**Problem details:** Render the lines below as a JSON list of strings, one string per line, leaving out any blank lines.

- - - - - - -

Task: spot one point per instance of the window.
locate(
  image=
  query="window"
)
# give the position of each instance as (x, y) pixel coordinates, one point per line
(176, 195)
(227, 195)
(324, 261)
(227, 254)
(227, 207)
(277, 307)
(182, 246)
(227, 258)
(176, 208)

- - - - - - -

**Correct answer:**
[
  "Task: spot one point per instance of the window.",
  "locate(",
  "  image=",
  "  query=\"window\"",
  ")",
  "# give the position of each instance as (x, y) pixel coordinates, one point per line",
  "(176, 195)",
  "(227, 195)",
  "(324, 261)",
  "(227, 254)",
  "(227, 207)",
  "(277, 307)",
  "(182, 246)",
  "(227, 258)",
  "(176, 208)"
]